* _SELECTED EXTRACT_:

==*==

Where it would potentially make sense is what I think you're descring
where single kprobe style prog attached to many places and args of
those places are stored in a map and the prog selects them with
map_lookup with key=PT_REGS_IP ?
And passes pointers into bpf_snprintf_btf() from PT_REGS_PARM1() ?
I see why that is useful, but it's so racy. By the time the map
is populated those btf_obj_id+btf_id could be invalid.
I think instead of doing this in user space the program needs an access
to vmlinux+mods BTFs. Sort-of like proposed bpf helper to return ksym
based on IP there could be a helper to figure out btf_id+btf_obj_POINTER
based on IP. Then there will no need for external map to populate.
Would that solve your use case?

==*==

* _LISTED ENTRIES_:

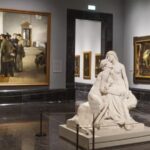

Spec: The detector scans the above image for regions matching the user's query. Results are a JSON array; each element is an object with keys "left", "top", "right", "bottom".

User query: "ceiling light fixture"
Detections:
[{"left": 88, "top": 5, "right": 96, "bottom": 10}]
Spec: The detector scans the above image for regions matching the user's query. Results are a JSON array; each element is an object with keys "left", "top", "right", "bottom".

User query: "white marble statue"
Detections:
[{"left": 67, "top": 51, "right": 144, "bottom": 134}]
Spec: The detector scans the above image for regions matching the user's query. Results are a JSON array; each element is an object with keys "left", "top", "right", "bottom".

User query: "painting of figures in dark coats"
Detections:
[{"left": 0, "top": 9, "right": 50, "bottom": 86}]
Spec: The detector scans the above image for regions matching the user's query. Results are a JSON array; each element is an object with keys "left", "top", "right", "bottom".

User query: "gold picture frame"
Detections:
[
  {"left": 75, "top": 55, "right": 80, "bottom": 77},
  {"left": 0, "top": 9, "right": 51, "bottom": 86},
  {"left": 134, "top": 36, "right": 150, "bottom": 83},
  {"left": 83, "top": 51, "right": 91, "bottom": 79},
  {"left": 95, "top": 53, "right": 101, "bottom": 78}
]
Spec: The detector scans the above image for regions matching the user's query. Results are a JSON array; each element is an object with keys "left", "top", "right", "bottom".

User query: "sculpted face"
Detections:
[{"left": 107, "top": 54, "right": 115, "bottom": 62}]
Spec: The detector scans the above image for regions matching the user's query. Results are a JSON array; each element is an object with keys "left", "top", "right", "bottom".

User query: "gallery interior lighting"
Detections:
[{"left": 88, "top": 5, "right": 96, "bottom": 10}]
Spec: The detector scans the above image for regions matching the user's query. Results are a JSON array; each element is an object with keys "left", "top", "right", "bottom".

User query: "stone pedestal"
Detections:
[{"left": 59, "top": 125, "right": 150, "bottom": 150}]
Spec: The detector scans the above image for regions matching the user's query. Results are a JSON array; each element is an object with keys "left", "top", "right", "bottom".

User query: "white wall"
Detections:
[
  {"left": 75, "top": 19, "right": 101, "bottom": 84},
  {"left": 0, "top": 0, "right": 123, "bottom": 89},
  {"left": 123, "top": 0, "right": 150, "bottom": 89}
]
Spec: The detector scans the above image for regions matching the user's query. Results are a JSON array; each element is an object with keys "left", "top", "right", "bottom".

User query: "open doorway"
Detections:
[
  {"left": 66, "top": 9, "right": 113, "bottom": 100},
  {"left": 74, "top": 19, "right": 101, "bottom": 100}
]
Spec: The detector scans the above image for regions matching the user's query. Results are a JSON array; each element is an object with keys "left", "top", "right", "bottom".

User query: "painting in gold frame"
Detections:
[
  {"left": 0, "top": 9, "right": 51, "bottom": 86},
  {"left": 83, "top": 52, "right": 91, "bottom": 79},
  {"left": 75, "top": 55, "right": 80, "bottom": 77},
  {"left": 95, "top": 54, "right": 101, "bottom": 77},
  {"left": 134, "top": 36, "right": 150, "bottom": 83}
]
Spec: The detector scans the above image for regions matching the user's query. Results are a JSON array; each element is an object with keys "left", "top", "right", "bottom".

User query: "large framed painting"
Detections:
[
  {"left": 75, "top": 55, "right": 80, "bottom": 77},
  {"left": 95, "top": 54, "right": 101, "bottom": 77},
  {"left": 0, "top": 9, "right": 51, "bottom": 86},
  {"left": 83, "top": 52, "right": 91, "bottom": 79},
  {"left": 134, "top": 36, "right": 150, "bottom": 83}
]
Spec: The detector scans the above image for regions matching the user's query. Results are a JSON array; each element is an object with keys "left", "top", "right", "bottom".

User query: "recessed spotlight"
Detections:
[{"left": 88, "top": 5, "right": 96, "bottom": 10}]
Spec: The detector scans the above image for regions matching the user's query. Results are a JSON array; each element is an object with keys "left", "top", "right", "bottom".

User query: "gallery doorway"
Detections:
[{"left": 66, "top": 9, "right": 113, "bottom": 102}]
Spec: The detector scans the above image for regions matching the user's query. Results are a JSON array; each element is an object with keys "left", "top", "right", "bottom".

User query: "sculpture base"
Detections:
[{"left": 59, "top": 125, "right": 150, "bottom": 150}]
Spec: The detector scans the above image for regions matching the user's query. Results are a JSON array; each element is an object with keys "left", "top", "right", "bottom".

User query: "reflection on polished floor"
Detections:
[{"left": 0, "top": 103, "right": 150, "bottom": 150}]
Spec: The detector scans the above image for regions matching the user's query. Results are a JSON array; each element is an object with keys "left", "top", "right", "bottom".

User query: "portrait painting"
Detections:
[
  {"left": 0, "top": 9, "right": 50, "bottom": 86},
  {"left": 83, "top": 52, "right": 91, "bottom": 79},
  {"left": 95, "top": 54, "right": 101, "bottom": 77},
  {"left": 75, "top": 55, "right": 80, "bottom": 77},
  {"left": 134, "top": 36, "right": 150, "bottom": 83}
]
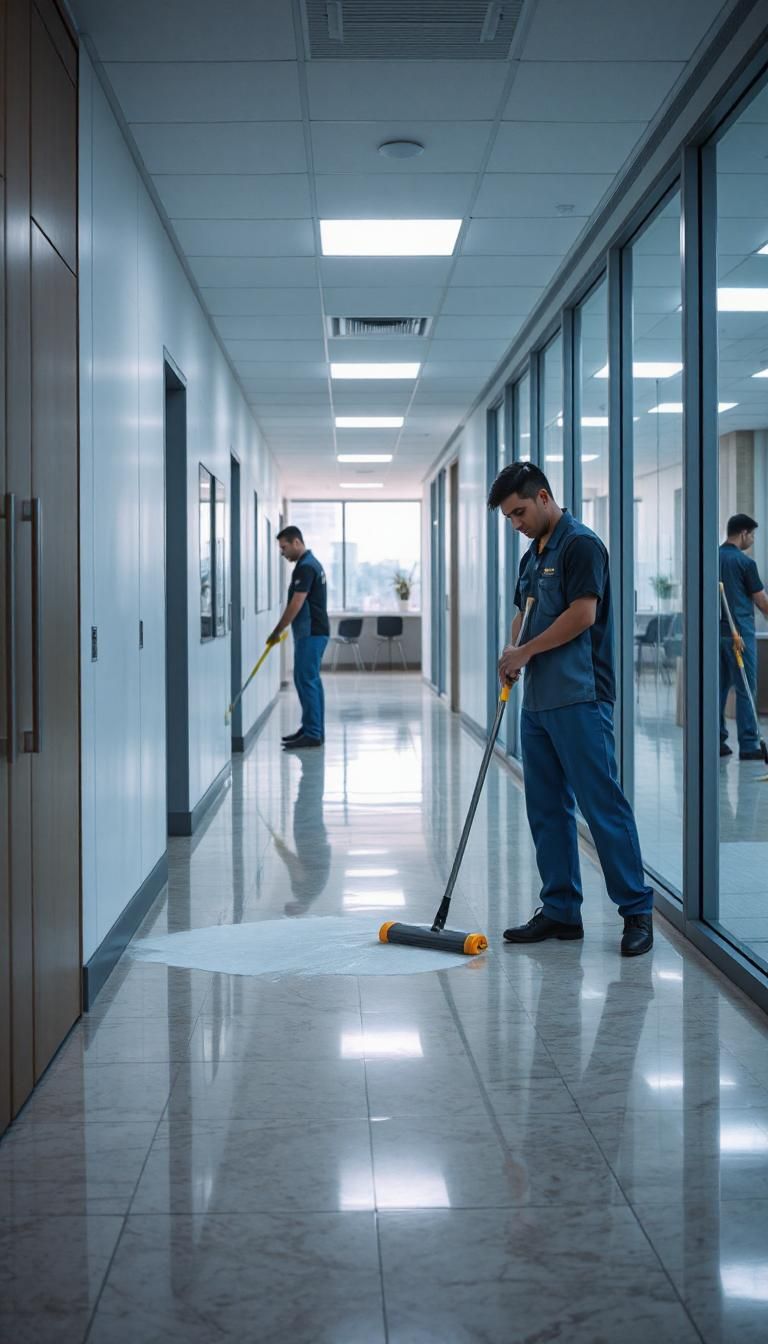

==*==

* _DIRECTION 1_: According to the BPF discussion, why is the map-based approach racy?
* _DIRECTION 2_: Write the next few sentences of the BPF discussion, picking up after its last line.
The material is not part of the BPF discussion.

* _EXERCISE RESULT 1_: By the time the map is populated, the btf_obj_id and btf_id could be invalid.

* _EXERCISE RESULT 2_:
Alan Maguire Dec. 9, 2020, 11:21 p.m. UTC | #9
On Tue, 8 Dec 2020, Alexei Starovoitov wrote:

> On Tue, Dec 08, 2020 at 10:13:35PM +0000, Alan Maguire wrote:
> > 
> > Does this approach prevent more complex run-time specification of BTF 
> > object fd though?  For example, I've been working on a simple tracer 
> > focused on kernel debugging; it uses a BPF map entry for each kernel 
> > function that is traced. User-space populates the map entry with BTF type 
> > ids for the function arguments/return value, and when the BPF program 
> > runs it uses the instruction pointer to look up the map entry for that
> > function, and uses bpf_snprintf_btf() to write the string representations 
> > of the function arguments/return values.  I'll send out an RFC soon, 
> > but longer-term I was hoping to extend it to support module-specific 
> > types.  Would a dynamic case like that - where the BTF module fd is looked 
> > up in a map entry during program execution (rather than derived via 
> > __btf_builtin_type_id()) work too? Thanks!
> 
> fd has to be resolved in the process context. bpf prog can read fd
> number from the map, but that number is meaningless.
> Say we allow using btf_obj_id+btf_id, how user space will know these
> two numbers? Some new libbpf api that searches for it?
> An extension to libbpf_find_vmlinux_btf_id() ? I was hoping that this api
> will stay semi-internal. But say it's extended.
> The user space will store a pair of numbers into a map and
> what program are going to do with it?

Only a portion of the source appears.